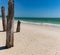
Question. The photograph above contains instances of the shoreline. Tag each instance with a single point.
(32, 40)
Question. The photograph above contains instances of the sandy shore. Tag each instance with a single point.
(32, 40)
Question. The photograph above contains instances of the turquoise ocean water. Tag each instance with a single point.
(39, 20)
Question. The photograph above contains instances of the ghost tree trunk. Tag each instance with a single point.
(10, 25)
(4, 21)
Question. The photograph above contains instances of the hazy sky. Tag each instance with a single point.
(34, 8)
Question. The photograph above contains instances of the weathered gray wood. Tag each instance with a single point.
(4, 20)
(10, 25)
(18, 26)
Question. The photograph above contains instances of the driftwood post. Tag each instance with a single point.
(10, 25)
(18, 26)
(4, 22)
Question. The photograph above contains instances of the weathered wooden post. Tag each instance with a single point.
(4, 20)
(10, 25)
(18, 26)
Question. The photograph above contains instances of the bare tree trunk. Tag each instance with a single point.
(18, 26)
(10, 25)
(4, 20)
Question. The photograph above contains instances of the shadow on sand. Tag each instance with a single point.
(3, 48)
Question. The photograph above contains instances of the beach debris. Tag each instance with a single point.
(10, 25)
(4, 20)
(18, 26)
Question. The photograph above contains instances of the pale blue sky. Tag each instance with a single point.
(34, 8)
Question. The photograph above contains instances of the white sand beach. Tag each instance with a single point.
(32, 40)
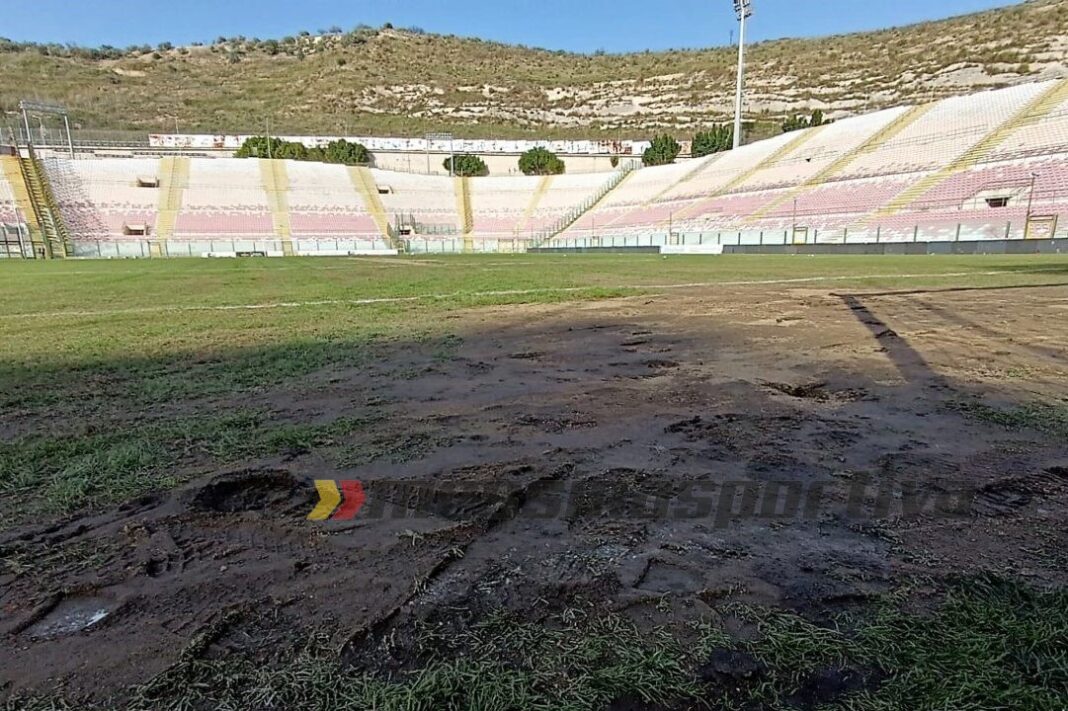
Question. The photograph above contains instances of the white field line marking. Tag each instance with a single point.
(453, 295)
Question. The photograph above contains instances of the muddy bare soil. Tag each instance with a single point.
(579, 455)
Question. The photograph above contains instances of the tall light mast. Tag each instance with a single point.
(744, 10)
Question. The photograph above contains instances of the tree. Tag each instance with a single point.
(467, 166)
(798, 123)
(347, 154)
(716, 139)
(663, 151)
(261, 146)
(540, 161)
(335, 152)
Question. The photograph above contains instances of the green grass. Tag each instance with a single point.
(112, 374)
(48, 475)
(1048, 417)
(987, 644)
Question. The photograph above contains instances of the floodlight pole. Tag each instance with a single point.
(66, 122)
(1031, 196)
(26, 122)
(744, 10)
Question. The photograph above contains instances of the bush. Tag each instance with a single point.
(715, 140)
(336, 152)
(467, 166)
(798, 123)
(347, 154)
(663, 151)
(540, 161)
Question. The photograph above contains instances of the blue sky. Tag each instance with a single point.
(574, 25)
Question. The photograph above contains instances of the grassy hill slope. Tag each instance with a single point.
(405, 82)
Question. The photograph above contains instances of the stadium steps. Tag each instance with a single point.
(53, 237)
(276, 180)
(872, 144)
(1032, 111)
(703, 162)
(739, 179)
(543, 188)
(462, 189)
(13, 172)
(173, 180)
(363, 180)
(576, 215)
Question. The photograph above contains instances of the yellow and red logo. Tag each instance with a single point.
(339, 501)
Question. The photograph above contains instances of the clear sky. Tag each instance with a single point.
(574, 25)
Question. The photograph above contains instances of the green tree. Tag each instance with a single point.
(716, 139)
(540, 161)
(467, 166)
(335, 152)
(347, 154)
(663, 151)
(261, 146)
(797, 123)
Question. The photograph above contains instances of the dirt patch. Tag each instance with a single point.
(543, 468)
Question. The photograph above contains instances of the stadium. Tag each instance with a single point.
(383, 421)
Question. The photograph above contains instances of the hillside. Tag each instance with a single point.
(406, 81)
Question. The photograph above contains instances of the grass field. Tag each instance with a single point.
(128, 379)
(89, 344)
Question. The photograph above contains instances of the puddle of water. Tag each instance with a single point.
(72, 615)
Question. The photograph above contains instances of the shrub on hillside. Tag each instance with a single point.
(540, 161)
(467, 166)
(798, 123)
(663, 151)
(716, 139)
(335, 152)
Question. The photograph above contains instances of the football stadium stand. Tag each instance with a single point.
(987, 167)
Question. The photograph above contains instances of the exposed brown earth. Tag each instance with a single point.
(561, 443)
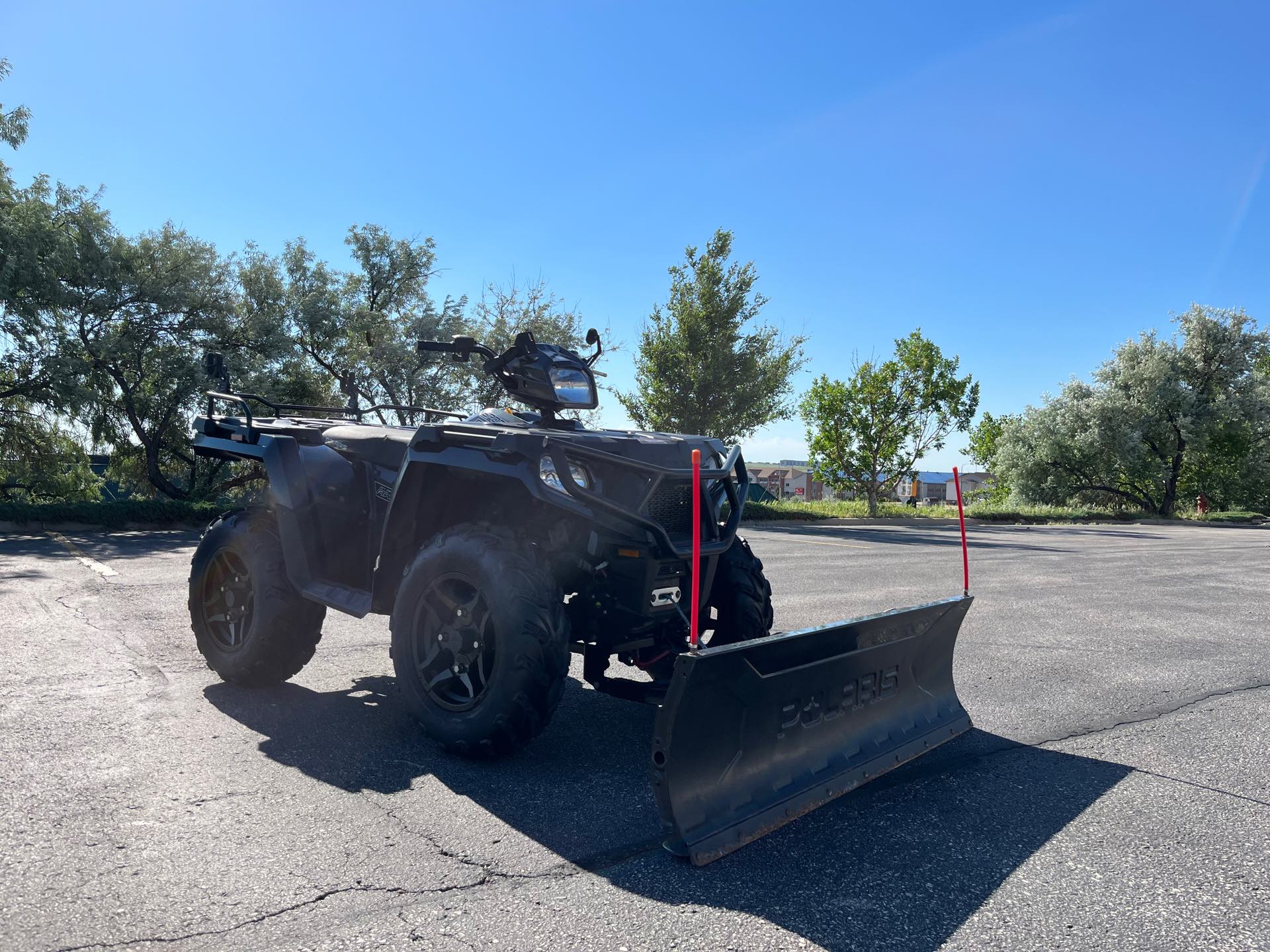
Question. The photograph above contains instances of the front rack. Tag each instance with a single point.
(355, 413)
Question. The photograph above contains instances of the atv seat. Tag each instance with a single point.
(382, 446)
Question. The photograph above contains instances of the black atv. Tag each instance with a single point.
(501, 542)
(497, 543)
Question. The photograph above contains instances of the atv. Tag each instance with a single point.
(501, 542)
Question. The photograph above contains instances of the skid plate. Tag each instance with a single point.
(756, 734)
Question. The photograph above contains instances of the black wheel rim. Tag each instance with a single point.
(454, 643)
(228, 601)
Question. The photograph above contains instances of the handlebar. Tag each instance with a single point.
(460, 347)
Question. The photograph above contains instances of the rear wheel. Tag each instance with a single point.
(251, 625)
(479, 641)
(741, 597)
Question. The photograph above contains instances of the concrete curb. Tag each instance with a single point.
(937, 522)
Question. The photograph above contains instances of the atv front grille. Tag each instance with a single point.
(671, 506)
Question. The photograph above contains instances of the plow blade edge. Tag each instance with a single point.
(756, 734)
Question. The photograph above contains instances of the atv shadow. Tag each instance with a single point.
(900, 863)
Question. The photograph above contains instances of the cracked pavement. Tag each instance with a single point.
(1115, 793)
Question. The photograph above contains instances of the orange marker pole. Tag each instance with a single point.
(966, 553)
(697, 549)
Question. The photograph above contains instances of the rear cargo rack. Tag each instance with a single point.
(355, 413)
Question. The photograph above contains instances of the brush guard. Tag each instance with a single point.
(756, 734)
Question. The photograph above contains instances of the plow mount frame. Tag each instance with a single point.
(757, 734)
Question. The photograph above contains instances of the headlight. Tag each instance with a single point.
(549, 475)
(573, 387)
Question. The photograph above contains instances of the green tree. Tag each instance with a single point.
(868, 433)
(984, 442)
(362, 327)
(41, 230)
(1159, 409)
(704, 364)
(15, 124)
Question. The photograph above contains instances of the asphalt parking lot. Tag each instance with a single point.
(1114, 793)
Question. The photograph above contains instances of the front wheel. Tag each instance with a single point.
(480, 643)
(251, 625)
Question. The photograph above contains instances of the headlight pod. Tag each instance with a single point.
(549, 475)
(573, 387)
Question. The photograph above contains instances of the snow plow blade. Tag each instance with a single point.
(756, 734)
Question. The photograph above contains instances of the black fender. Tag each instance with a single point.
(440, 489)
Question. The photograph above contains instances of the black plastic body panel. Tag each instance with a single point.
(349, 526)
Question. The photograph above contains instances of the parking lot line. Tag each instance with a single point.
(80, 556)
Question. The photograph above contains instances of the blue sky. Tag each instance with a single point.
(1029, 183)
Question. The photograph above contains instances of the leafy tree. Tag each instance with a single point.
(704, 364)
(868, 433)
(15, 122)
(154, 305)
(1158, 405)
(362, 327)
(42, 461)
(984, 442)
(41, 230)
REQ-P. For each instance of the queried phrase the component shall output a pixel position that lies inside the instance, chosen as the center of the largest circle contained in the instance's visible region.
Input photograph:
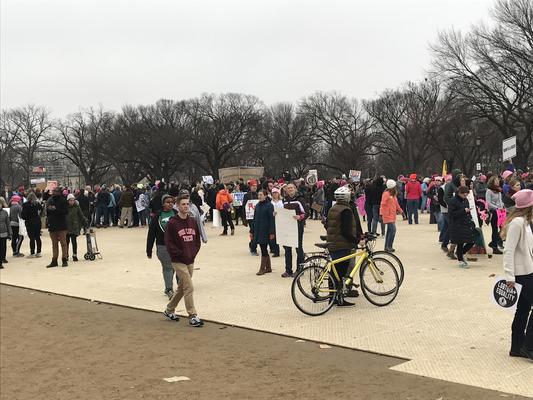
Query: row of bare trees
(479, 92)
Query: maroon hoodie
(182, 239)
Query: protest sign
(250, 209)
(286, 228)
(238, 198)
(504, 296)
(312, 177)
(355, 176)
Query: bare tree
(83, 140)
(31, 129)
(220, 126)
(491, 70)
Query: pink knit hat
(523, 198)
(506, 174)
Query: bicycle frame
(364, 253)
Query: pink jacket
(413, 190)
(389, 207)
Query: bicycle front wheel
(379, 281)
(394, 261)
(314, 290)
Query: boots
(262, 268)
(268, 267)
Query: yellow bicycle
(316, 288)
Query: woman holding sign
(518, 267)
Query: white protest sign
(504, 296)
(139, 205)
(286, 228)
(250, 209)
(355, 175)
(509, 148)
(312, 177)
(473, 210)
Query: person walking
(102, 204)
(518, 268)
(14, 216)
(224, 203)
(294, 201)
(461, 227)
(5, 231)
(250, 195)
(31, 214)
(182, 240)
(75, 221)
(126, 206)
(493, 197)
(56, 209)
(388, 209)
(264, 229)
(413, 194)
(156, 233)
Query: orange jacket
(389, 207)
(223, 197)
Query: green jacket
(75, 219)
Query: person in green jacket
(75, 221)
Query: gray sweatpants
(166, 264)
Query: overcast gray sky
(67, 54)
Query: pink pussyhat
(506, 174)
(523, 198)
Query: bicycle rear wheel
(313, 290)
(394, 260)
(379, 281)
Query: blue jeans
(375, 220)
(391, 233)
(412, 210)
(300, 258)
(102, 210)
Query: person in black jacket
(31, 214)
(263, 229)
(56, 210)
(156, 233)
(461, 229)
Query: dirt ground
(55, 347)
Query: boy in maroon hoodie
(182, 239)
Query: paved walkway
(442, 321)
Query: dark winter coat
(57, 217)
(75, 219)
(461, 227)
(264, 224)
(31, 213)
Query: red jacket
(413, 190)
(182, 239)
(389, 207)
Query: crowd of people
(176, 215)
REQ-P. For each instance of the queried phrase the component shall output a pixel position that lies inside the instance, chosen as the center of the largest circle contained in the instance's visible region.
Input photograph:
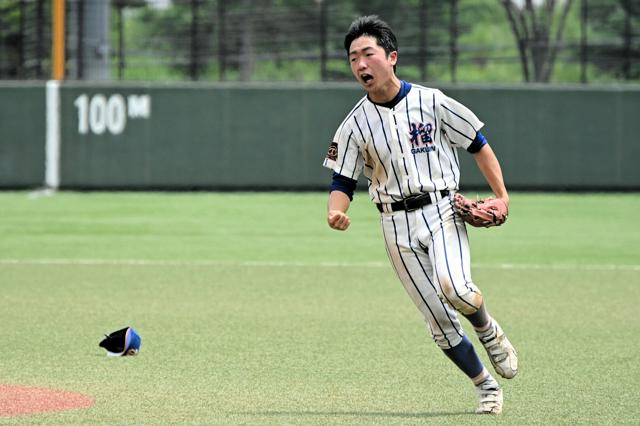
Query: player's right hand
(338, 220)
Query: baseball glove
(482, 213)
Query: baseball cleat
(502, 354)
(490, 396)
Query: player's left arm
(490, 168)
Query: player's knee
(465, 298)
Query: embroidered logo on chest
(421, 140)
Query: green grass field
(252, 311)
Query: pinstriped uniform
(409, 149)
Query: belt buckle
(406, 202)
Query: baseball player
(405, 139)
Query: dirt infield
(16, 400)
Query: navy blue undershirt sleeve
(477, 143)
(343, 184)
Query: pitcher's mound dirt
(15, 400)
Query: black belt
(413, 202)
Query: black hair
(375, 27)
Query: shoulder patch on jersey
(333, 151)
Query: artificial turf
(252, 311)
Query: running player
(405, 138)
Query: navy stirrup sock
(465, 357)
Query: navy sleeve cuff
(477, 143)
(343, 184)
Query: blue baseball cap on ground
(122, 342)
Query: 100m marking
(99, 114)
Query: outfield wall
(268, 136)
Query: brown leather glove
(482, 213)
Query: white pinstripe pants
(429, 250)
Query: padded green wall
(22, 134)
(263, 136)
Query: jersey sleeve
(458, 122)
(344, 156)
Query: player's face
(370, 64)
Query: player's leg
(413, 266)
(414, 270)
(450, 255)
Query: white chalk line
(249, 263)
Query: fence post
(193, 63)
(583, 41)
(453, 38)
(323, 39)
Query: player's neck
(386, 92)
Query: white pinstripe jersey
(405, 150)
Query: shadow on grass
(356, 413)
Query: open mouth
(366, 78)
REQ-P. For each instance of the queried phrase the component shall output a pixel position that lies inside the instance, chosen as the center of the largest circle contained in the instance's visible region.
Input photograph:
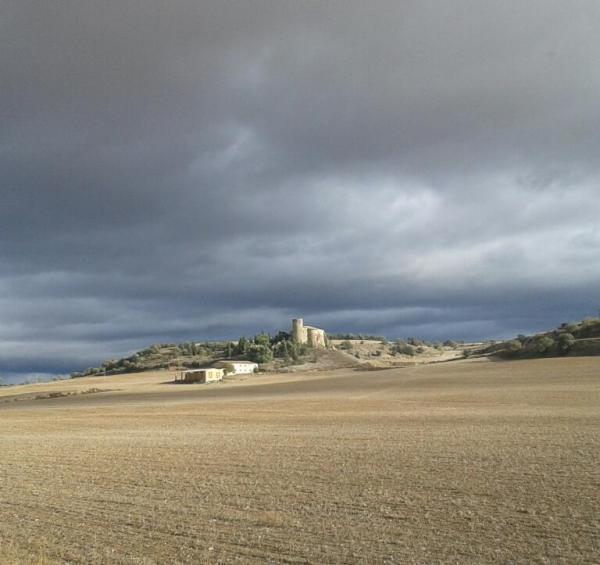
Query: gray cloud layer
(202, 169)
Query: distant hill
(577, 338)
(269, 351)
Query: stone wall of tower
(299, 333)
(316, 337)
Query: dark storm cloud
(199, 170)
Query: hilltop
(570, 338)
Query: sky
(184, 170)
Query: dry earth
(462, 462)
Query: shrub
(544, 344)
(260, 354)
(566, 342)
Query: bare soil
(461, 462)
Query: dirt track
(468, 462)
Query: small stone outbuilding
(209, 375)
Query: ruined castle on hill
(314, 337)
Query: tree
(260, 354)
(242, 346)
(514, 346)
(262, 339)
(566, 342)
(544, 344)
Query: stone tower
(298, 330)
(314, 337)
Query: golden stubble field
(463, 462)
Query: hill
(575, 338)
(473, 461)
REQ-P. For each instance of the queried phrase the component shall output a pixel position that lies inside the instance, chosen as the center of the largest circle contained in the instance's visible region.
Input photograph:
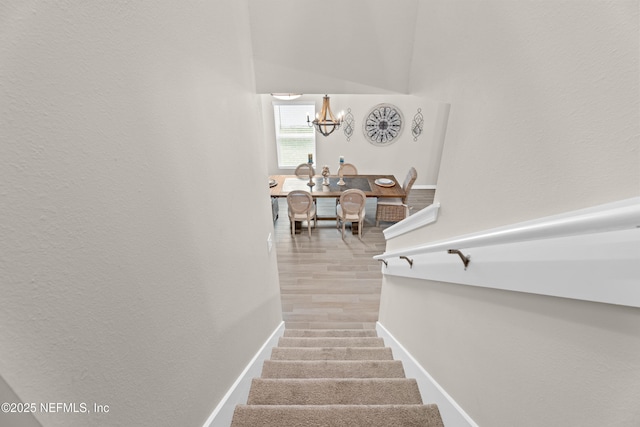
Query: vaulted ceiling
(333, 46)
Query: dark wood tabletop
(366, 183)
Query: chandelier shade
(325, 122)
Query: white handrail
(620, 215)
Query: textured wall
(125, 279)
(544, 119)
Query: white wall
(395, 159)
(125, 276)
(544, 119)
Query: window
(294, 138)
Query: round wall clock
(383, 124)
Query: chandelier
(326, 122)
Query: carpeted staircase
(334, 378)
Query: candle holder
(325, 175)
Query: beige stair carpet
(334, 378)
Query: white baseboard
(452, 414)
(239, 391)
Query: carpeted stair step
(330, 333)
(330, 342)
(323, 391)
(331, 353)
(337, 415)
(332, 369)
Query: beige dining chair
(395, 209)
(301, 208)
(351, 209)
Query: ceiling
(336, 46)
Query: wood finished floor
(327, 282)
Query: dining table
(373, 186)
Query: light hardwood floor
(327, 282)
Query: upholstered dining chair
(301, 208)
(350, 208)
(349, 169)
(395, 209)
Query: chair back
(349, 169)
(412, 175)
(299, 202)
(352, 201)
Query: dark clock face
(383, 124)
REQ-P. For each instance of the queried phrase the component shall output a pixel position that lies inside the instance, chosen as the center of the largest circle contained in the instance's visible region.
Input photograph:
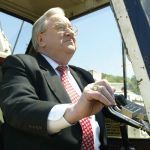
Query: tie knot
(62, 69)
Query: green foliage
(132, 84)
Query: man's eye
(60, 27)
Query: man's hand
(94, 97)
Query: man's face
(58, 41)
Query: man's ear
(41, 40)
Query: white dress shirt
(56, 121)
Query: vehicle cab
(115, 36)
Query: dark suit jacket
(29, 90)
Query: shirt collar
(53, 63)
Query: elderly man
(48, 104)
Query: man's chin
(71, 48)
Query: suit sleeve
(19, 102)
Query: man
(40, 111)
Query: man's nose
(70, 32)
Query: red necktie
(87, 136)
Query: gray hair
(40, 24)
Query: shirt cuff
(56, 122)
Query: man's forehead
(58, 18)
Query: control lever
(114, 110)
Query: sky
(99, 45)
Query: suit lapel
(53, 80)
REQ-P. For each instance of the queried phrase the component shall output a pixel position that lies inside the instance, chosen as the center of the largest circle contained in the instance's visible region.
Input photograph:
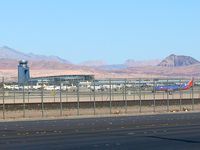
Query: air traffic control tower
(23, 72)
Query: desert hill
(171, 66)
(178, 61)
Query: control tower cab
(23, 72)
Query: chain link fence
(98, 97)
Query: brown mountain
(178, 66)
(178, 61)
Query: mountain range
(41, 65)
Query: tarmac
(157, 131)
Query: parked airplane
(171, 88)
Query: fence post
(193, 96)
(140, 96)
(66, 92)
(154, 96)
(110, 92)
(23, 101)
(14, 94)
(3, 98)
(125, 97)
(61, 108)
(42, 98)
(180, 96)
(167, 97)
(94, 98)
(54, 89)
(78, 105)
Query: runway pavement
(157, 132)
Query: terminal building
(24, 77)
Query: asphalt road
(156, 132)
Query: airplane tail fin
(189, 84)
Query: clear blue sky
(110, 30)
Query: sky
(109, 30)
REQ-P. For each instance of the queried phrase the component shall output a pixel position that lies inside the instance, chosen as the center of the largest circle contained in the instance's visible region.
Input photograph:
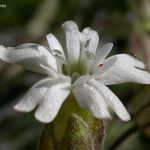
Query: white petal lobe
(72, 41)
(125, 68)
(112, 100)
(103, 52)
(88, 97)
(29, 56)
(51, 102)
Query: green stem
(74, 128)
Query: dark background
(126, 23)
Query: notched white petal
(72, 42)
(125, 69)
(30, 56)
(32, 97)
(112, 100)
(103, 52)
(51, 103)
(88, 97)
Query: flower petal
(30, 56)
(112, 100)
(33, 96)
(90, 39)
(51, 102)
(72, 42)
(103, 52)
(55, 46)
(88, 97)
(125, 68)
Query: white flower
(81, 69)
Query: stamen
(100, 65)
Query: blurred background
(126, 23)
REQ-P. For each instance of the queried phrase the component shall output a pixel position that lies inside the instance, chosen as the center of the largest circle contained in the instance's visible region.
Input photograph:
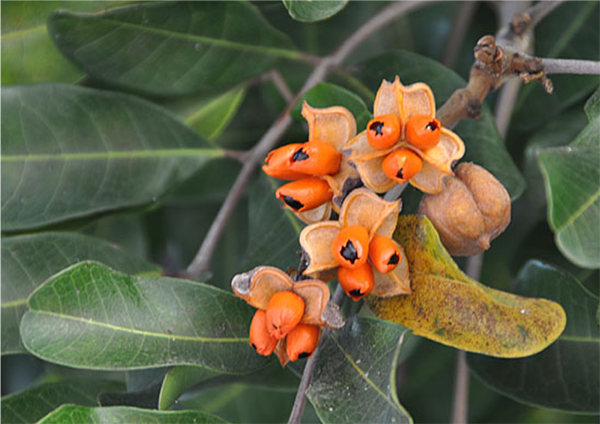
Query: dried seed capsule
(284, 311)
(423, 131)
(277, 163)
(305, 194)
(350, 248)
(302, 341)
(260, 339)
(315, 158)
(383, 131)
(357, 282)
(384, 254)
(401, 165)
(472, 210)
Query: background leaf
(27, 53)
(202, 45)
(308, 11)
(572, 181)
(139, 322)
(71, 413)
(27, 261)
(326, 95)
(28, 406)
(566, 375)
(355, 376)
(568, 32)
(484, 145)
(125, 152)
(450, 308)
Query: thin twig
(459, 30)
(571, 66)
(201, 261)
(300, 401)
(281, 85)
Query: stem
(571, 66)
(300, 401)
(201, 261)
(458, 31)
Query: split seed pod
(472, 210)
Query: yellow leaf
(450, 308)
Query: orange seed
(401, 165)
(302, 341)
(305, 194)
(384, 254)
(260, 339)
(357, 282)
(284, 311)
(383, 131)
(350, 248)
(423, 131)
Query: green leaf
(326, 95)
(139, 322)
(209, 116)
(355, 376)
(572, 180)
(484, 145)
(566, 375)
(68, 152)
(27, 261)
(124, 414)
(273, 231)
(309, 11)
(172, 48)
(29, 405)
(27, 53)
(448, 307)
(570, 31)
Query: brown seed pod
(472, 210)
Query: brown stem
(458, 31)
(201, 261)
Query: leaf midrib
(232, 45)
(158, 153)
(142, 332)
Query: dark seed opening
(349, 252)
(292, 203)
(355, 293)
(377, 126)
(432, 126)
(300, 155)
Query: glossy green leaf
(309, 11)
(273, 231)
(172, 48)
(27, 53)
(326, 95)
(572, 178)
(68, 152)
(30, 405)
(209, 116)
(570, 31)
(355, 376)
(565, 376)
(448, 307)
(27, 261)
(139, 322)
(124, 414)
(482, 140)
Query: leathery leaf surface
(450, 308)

▶ _Task to carry out_
Write out exactly the lines that run from the one containing "Query: green leaf" to the end of the records, both end lines included.

▶ _Output for this task_
Query: green leaf
(326, 95)
(139, 322)
(209, 116)
(355, 376)
(572, 180)
(484, 145)
(566, 375)
(68, 152)
(27, 261)
(124, 414)
(273, 231)
(309, 11)
(172, 48)
(29, 405)
(27, 53)
(448, 307)
(570, 31)
Query: brown seed pod
(472, 210)
Query: brown stem
(458, 31)
(201, 261)
Query: leaf midrib
(232, 45)
(158, 153)
(142, 332)
Query: dark seed opening
(349, 252)
(292, 203)
(355, 293)
(377, 126)
(432, 126)
(300, 155)
Query: glossy green leaf
(309, 11)
(273, 231)
(172, 48)
(27, 53)
(326, 95)
(572, 178)
(68, 152)
(30, 405)
(209, 116)
(570, 31)
(355, 376)
(565, 376)
(448, 307)
(27, 261)
(139, 322)
(124, 414)
(482, 140)
Query: leathery leaf surface
(450, 308)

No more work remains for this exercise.